• [Dataset records]:
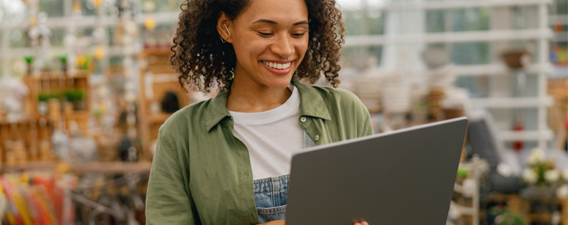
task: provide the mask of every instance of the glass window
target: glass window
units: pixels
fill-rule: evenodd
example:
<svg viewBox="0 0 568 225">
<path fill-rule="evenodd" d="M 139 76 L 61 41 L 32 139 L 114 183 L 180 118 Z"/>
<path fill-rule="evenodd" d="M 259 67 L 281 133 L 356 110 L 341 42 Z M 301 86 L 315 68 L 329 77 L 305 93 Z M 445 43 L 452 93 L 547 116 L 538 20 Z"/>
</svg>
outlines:
<svg viewBox="0 0 568 225">
<path fill-rule="evenodd" d="M 45 12 L 49 17 L 65 16 L 64 0 L 41 0 L 39 1 L 39 11 Z"/>
<path fill-rule="evenodd" d="M 487 31 L 489 29 L 488 8 L 452 10 L 452 31 Z"/>
<path fill-rule="evenodd" d="M 426 11 L 426 32 L 435 33 L 444 32 L 445 29 L 446 17 L 445 10 Z"/>
<path fill-rule="evenodd" d="M 450 58 L 457 65 L 487 64 L 490 62 L 487 42 L 456 43 L 452 44 Z"/>
</svg>

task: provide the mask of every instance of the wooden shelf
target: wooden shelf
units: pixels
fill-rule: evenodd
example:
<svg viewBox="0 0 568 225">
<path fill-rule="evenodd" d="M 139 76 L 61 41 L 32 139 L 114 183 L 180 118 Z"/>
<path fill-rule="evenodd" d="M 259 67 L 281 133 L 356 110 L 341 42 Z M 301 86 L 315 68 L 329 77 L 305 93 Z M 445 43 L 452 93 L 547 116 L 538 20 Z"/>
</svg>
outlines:
<svg viewBox="0 0 568 225">
<path fill-rule="evenodd" d="M 172 51 L 170 47 L 148 48 L 144 48 L 142 54 L 145 56 L 169 56 L 172 54 Z"/>
<path fill-rule="evenodd" d="M 54 170 L 61 162 L 30 162 L 12 165 L 4 165 L 2 172 L 18 172 L 21 170 Z M 96 162 L 75 163 L 69 164 L 69 170 L 76 173 L 124 174 L 149 172 L 152 166 L 151 162 Z"/>
<path fill-rule="evenodd" d="M 171 113 L 161 112 L 158 114 L 151 114 L 146 116 L 148 122 L 163 123 L 171 116 Z"/>
</svg>

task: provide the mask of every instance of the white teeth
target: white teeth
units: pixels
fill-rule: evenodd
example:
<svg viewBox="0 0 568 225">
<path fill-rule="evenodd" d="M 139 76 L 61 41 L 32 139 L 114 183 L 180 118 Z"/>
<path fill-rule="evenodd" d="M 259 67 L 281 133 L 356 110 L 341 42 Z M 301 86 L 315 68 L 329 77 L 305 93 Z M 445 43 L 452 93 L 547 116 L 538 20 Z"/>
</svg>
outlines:
<svg viewBox="0 0 568 225">
<path fill-rule="evenodd" d="M 278 69 L 278 70 L 287 69 L 292 64 L 291 63 L 280 64 L 280 63 L 272 63 L 272 62 L 265 62 L 265 61 L 262 61 L 262 62 L 263 62 L 263 63 L 264 63 L 264 65 L 266 65 L 266 66 L 268 66 L 270 68 L 275 68 L 275 69 Z"/>
</svg>

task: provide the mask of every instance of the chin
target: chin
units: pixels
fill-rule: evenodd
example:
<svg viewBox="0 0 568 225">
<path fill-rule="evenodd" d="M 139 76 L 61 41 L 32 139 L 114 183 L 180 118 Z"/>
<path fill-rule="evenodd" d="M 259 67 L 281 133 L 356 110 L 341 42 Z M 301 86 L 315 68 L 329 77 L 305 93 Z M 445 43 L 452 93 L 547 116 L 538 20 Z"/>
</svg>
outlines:
<svg viewBox="0 0 568 225">
<path fill-rule="evenodd" d="M 271 78 L 268 81 L 266 85 L 275 89 L 284 89 L 288 88 L 290 83 L 292 81 L 292 75 L 287 75 L 278 76 L 277 78 Z"/>
</svg>

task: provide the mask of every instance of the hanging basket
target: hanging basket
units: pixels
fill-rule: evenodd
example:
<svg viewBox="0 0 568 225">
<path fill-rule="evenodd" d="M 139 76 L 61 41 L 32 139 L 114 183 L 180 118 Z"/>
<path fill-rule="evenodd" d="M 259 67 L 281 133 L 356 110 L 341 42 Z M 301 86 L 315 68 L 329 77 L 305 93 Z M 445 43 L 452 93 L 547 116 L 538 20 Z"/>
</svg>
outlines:
<svg viewBox="0 0 568 225">
<path fill-rule="evenodd" d="M 532 54 L 526 51 L 508 51 L 501 57 L 509 68 L 519 69 L 530 63 Z"/>
</svg>

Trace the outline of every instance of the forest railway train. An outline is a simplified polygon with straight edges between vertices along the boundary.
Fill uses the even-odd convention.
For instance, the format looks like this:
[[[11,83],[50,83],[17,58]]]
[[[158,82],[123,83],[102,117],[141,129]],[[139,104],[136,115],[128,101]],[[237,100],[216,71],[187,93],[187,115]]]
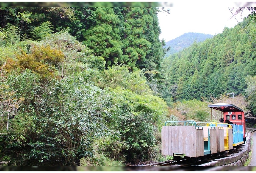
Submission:
[[[165,122],[161,131],[162,155],[173,156],[175,161],[179,161],[181,158],[204,159],[212,155],[229,152],[245,143],[245,119],[243,110],[225,103],[208,107],[211,108],[211,122],[190,120]],[[228,119],[233,124],[212,122],[212,109],[221,111],[224,120]],[[184,125],[180,125],[183,123]]]

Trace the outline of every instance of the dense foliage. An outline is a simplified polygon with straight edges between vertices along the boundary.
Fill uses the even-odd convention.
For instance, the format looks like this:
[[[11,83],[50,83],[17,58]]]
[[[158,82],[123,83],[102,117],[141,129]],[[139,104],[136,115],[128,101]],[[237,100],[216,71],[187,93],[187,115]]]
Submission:
[[[215,98],[227,92],[247,94],[255,113],[254,40],[226,27],[163,63],[159,9],[0,8],[1,165],[163,161],[166,121],[209,121],[210,102],[246,104]],[[251,21],[242,24],[254,36]]]
[[[246,96],[245,79],[256,74],[255,43],[248,38],[255,35],[253,21],[245,19],[240,24],[244,28],[225,27],[222,33],[165,59],[169,84],[165,97],[176,101],[232,92]]]

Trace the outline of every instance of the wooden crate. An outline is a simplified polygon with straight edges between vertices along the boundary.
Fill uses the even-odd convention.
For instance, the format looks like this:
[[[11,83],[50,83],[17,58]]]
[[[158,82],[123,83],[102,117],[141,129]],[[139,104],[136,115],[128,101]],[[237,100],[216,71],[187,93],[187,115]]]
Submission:
[[[187,157],[203,155],[203,129],[192,126],[163,126],[162,154],[185,154]]]

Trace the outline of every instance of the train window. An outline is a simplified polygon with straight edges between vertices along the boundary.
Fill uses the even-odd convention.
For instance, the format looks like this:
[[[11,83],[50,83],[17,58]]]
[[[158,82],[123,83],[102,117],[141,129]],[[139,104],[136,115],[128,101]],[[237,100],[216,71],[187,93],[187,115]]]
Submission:
[[[230,115],[226,115],[226,119],[229,120],[230,119]]]
[[[232,119],[236,119],[236,117],[235,117],[234,115],[232,115]]]
[[[239,115],[238,117],[237,118],[237,119],[242,119],[242,115]]]

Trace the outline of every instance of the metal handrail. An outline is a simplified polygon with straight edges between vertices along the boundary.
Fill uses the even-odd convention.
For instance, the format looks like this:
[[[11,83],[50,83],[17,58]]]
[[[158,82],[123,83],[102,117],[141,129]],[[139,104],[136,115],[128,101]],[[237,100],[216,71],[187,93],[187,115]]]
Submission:
[[[196,126],[197,123],[196,122],[196,121],[193,121],[193,120],[188,120],[187,121],[168,121],[165,122],[165,123],[164,124],[164,125],[166,126],[166,123],[173,123],[173,122],[184,122],[184,125],[186,125],[186,123],[187,122],[188,122],[188,123],[192,123],[192,125],[194,125],[194,126]]]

• [Aim]:
Count the lines in the records above that contain the string "shelf" and give only that number.

• [Complete answer]:
2